▸ **Request 1**:
Print the passage from the kayaking article starting with "But ten minutes" and going on through "Oakland’s own backyard.", with every word as it appears there.
▸ **Request 2**:
Carry the kayaking article on from the point where it ends, adding the next part.

At first glance, the Oakland Estuary, a water channel bordered by the cities of Alameda and Oakland, may not seem like the best place to get a taste of nature. The puttering of motorboats and sight of people eating in the restaurants suspended over the water isn’t exactly a scenic getaway. Instead, it’s urban kayaking at it’s finest.

But ten minutes south toward San Leandro, there are calm, clean waters and songbirds on the shore serenade paddlers. Seals, leopard sharks and bat rays can be spotted with some patience. With practice and willingness to get wet, fuel-free forms of water sports like paddle boarding, rowing and kayaking can provide surprisingly breathtaking ways to travel, explore and exercise in Oakland’s own backyard.

California Canoe and Kayaking Company (CCK) at Jack London Square offers affordable classes and rentals for discovering the Oakland Estuary and beyond. A sea kayaking class for beginners can make paddling more enjoyable and prepare students for kayaking in rougher waters. During this $100 all-day class, CCK provides students with all the proper equipment and instruction on paddling basics and rescue techniques. The small class size of six students makes it a personable and tailored experience.

The regularly-offered beginning sea kayaking class starts mid-morning. The traditional sea kayaks used in this class have closed decks and are designed for straight line, peaceful and long water travel. From the waist down, paddlers are seated beneath the bow of the sea kayak. It becomes an extension of one’s body, turning paddlers into a half boat, half human creature that can seamlessly glide through the water.

But it takes practice, explained Ben Caroll, one of the handful of CCK instructors, to his class last Sunday. “Kayaking is so much more about technique than power,” Carroll said. “Women usually do better then men because they don’t muscle through a paddle.”

It’s easy to get tired quickly and feel sore the next day if not using proper paddling technique. Efficient paddling should come from twisting the torso rather than depending on the shoulders and arms Carroll explained.

It’s a skill first-time kayaker and student Danny Serano says he would like to keep practicing. “My whole body hurts, but I had fun,” Serrano said at the end of the day after taking a class on the Fourth of July weekend. Coming from Orinda, he decided to take the sea kayaking class with his wife who’s already an avid kayaker but who also took the course to improve her technique.

Students also learn about how to read tide charts and locate currents in the San Francisco Bay and Oakland Estuary. But the most important component taught in this class, Carroll said, is learning how to exit and re-enter the kayak using assisted and self-rescue techniques. Carroll stressed the importance of knowing how to recover from capsizing, even in the calmest conditions. Once learned, students are able to paddle at other outfits that require knowledge of these rescue skills.

▸ **Provided data**:
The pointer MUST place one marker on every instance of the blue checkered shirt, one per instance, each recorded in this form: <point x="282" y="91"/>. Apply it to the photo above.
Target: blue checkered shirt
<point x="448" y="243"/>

▸ **Answer 1**:
But ten minutes south toward San Leandro, there are calm, clean waters and songbirds on the shore serenade paddlers. Seals, leopard sharks and bat rays can be spotted with some patience. With practice and willingness to get wet, fuel-free forms of water sports like paddle boarding, rowing and kayaking can provide surprisingly breathtaking ways to travel, explore and exercise in Oakland’s own backyard.

▸ **Answer 2**:
Even without a sea kayaking class, beginner paddlers can rent recreational kayaks that are easy to maneuver in the water. From Jack London Square, paddlers can circumvent Coast Guard Island and take a break and picnic at Union Point Park or dock and enjoy a meal at one of the many restaurants bordering the water.

Affordable rental rates make it easy to turn paddling into a regular routine. At CCK, a 3-month equipment rental pass is $150 dollars, or $15 an hour. Kayaks can also be taken out and paddled to other locations for $50 a day, then at a reduced rate for each additional day.

CCK also offers a weekly Wednesday evening social paddle, where participants paddle 3 to 5 miles at a leisurely pace, and a Sunday morning fitness class for more advanced paddlers looking to burn calories. Once a month, CCK hosts moonlight kayaking with stunning night views of the San Francisco and Oakland city skyline.

There are plenty of other places to enjoy paddling sports in the East Bay, from Lake Chabot in Contra Costa to Alameda’s Crown Beach. Check out this listing from the East Bay Parks District for more information.


  1. Benton Carroll on July 6, 2011 at 1:24 pm

    Just a couple of corrections. The sharks mentioned are not Tiger but Leopard sharks and the Wednesday Social Paddle occurs in the evening. Thanks.

    • Oakland North Staff on July 6, 2011 at 2:47 pm

      Thanks Benton, we’ll make the corrections!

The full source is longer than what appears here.